Goal> Beginning with the line containing "trailing in water, placing one marker per instance" and ending with the last line, repeat the records exactly.
::::::::
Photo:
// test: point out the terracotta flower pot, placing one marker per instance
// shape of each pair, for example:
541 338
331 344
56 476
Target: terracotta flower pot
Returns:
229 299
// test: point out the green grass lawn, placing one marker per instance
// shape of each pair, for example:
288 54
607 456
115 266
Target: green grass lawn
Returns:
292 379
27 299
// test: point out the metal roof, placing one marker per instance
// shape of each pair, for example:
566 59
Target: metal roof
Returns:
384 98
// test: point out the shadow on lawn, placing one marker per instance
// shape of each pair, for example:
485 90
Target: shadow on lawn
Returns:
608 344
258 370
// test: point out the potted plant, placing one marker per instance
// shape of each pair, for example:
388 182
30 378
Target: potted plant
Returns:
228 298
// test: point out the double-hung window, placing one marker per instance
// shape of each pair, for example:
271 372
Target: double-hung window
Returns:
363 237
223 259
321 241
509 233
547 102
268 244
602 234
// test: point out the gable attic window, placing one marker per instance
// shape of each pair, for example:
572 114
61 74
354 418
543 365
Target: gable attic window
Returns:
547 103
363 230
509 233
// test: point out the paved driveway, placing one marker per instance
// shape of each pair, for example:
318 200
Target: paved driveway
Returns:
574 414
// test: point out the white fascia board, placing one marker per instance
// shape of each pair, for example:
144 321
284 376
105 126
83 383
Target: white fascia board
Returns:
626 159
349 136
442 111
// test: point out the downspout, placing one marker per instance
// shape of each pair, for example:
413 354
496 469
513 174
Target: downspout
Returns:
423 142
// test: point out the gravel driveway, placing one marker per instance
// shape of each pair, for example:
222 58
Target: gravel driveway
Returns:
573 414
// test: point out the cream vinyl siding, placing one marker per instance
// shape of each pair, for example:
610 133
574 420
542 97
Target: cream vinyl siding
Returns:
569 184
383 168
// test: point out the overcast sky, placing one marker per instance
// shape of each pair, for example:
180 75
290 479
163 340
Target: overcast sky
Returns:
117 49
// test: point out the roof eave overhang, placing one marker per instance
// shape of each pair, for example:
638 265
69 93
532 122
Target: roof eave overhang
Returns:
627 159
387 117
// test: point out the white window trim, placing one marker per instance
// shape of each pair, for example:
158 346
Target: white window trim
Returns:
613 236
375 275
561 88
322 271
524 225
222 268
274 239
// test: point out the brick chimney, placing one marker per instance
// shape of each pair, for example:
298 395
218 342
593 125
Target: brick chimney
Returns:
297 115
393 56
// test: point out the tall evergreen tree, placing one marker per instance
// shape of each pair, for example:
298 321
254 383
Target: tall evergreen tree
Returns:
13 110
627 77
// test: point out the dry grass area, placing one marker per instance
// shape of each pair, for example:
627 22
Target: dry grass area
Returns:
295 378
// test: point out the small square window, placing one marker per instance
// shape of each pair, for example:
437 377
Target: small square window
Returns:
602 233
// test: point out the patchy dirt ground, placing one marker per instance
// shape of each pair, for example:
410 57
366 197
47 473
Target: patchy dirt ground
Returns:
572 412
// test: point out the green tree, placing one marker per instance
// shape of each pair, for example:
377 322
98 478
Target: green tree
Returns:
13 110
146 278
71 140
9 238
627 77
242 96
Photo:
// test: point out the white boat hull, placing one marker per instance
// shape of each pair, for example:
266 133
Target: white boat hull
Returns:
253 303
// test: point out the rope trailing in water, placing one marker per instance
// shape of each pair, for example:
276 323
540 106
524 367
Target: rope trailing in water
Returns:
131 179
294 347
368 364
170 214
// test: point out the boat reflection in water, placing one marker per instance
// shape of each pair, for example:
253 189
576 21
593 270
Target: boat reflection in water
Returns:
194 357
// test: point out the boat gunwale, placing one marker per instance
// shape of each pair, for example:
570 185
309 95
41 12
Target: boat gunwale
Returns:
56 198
::::::::
Output for this task>
// test: point out the rope trailing in water, placing one marker per instance
// shape of each pair, for example:
276 323
540 106
524 367
Target: rope trailing in water
Returns:
131 179
294 347
368 364
170 214
// test: point out the boat reflection in water, placing one marker per instance
// shape of each pair, for example:
253 189
576 21
593 270
Target: boat reflection in water
Returns:
194 357
// test: point out the boat gunwale, placing one marker per instance
// shape of each pair, for example:
570 185
309 95
41 12
Target: boat gunwale
Returns:
56 198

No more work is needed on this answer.